Фрагмент документа:
☆ ☆ ☆ ☆ ☆

К моему немалому удивлению, скромный и молчаливый Куклев охотно согласился раз-другой рассказать новичкам о своем колхозе.

Но сделать это ему не пришлось. Ночью мы быстро снялись с позиции, а утром уже были на Земландском полуострове, километрах в двадцати западнее, сменив ранее стоявшую здесь гвардейскую стрелковую дивизию. Сразу же беремся за лопаты, начинаем совершенствовать оборону. Но было уже поздно...

ВНЕЗАПНЫЙ УДАР

В «Истории Великой Отечественной войны» записано:

«19 февраля... немецко-фашистские войска нанесли два внезапных удара западнее Кенигсберга. Первый удар из района Фишхаузен в восточном направлении на Кенигсберг нанесли три пехотные дивизии, несколько отдельных пехотных полков и батальонов при поддержке 70 танков, полевой и морской артиллерии... После трехдневных ожесточенных боев немецкие войска оттеснили советские части, действовавшие на побережье, и создали коридор, соединивший кенигсбергскую группировку с земландской».

Этот первый удар пришелся по нашей дивизии. Трое суток мы отражали яростные атаки противника, начавшиеся мощной артиллерийской подготовкой.

Наше отделение она застала в маленьком бетонированном подвальчике одиноко стоявшего на опушке леса домика.

При первых же разрывах снарядов я скомандовал Сивкову и Куклеву: «К бою», выскочил в неглубокую, заметенную снегом траншею, но тут же юркнул обратно, в подвал: находиться снаружи было просто невозможно. Правда, одного тяжелого снаряда хватило бы, чтобы превратить наше укрытие в груду кирпича, черепицы и досок. Но все-таки это было укрытие.

На этот раз немцы нас провели. Артиллерийская подготовка еще не кончилась, а их танки уже прорвались через наш передний край.

От наседавших гитлеровцев мы отбились гранатами, а потом спешно отошли к лесу, огрызаясь короткими автоматными очередями.

На опушке мы задержали вражеских автоматчиков, но вскоре получили приказ командира взвода отойти на линию огневых позиций противотанковых орудий, сумевших остановить вражеские танки.

☆ ☆ ☆ ☆ ☆

Записи с разметкой позиций
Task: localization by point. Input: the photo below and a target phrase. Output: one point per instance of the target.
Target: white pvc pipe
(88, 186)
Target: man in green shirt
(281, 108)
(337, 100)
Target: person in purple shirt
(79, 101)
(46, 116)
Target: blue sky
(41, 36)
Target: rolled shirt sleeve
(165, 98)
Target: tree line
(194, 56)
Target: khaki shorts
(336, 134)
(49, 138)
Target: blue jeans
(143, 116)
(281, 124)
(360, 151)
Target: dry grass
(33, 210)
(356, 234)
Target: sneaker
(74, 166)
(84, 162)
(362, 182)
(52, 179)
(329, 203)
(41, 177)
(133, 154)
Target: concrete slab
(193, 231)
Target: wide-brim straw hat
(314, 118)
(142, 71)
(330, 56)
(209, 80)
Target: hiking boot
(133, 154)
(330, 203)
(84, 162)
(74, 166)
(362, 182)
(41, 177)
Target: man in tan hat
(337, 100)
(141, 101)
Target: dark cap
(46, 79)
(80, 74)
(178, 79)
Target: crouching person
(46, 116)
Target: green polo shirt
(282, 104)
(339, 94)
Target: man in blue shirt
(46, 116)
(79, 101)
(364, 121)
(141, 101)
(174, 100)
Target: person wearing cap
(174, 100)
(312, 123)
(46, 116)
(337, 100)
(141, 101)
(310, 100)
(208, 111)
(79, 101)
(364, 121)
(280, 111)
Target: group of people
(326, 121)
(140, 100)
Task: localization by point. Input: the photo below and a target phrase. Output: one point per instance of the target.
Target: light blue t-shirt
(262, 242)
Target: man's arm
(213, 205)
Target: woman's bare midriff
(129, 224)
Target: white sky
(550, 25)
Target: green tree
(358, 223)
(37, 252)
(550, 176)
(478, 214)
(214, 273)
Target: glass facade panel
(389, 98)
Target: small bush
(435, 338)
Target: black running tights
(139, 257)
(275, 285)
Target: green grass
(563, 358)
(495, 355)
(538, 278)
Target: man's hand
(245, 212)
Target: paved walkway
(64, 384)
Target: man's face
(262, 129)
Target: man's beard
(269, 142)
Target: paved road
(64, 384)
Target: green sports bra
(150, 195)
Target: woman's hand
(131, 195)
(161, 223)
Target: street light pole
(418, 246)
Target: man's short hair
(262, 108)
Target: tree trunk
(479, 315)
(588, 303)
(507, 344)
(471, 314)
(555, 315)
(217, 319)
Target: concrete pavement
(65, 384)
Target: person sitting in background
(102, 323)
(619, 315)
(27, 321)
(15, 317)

☆ ☆ ☆ ☆ ☆

Что нужно сделать:
1. Сколько танков поддерживало первый удар из района Фишхаузен, если верить отрывку о внезапном ударе?
2. Пожалуйста, верните из отрывка о внезапном ударе часть, начиная со слов «При первых же» и далее вплоть до слов «короткими автоматными очередями.».
Записи здесь никакой роли не играют.

Ожидаемые ответы:
1. 70 танков.

2.
При первых же разрывах снарядов я скомандовал Сивкову и Куклеву: «К бою», выскочил в неглубокую, заметенную снегом траншею, но тут же юркнул обратно, в подвал: находиться снаружи было просто невозможно. Правда, одного тяжелого снаряда хватило бы, чтобы превратить наше укрытие в груду кирпича, черепицы и досок. Но все-таки это было укрытие.

На этот раз немцы нас провели. Артиллерийская подготовка еще не кончилась, а их танки уже прорвались через наш передний край.

От наседавших гитлеровцев мы отбились гранатами, а потом спешно отошли к лесу, огрызаясь короткими автоматными очередями.